Reading passage

The Data sources are:

### 1. Liam's SPSS coded data
**File:** The Loop 2017 Final Interventions.xlsx

Exported as Excel from SPSS, keeping the variable names.

This file contains 1325 entries.


27 have null festival or sample numbers so can't be used, leaving 1298


One has sample number 12151, two have sample number 0 - these cannot be merged.


This leaves 1295 - all of which can be merged

### 2. Guy's cleaned up lab data
**File:** Loop 2017 Lab fixed data.csv

Saved from: Dropbox/Testing/2017 results processing/Loop 2017 Lab fixed data.xlsm in the ‘Raw Lab Data’ sheet

This file contains 2544 entries


1900 entries start with F


621 entries begin with A (amnesty) so can't be merged


23 Begin with W? so can't be merged


Entry SGP2017 F0465 needs editing as 'Client gender' is FemaleaMalee 

### 3. Boomtown Intervention Questionnaire
**File:** BTReport 2017 - Form responses 3.csv

Exported from: https://docs.google.com/spreadsheets/d/15pdETY0HK-VbBcV-N0swt6ZrRBbeDnZR5RGDzfq95dg

This file contains 194 entries

### Merging the data

Merging the data on Festival and SampleNumber resulted in 1295 entries



In [1]:
# Module imports
import os
import numpy as np
import pandas as pd

In [2]:
bt_interventions = '/opt/random/BTReport 2017 - Form responses 3.csv'

In [3]:
spssdata = '/opt/random/The Loop 2017 Final Interventions.xlsx'

spss_df = pd.read_excel(spssdata)

Data excerpts
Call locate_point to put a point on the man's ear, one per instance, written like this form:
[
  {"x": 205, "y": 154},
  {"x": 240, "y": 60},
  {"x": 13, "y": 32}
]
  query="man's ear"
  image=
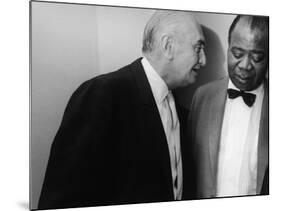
[{"x": 167, "y": 46}]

Work instructions
a) Answer these from the data sources write-up, one line each, marked the same way:
(i) How many entries does the Boomtown Intervention Questionnaire file contain?
(ii) How many entries in the cleaned-up lab data begin with A?
(iii) Which two fields were used to merge the data?
b) List every file name that follows a "File:" label in the data sources write-up.
c) Echo the data sources write-up from "This file contains 1325" up to and including "cannot be merged.".

Expected outputs
a)
(i) 194
(ii) 621
(iii) Festival and SampleNumber

b)
The Loop 2017 Final Interventions.xlsx
Loop 2017 Lab fixed data.csv
BTReport 2017 - Form responses 3.csv

c)
This file contains 1325 entries.


27 have null festival or sample numbers so can't be used, leaving 1298


One has sample number 12151, two have sample number 0 - these cannot be merged.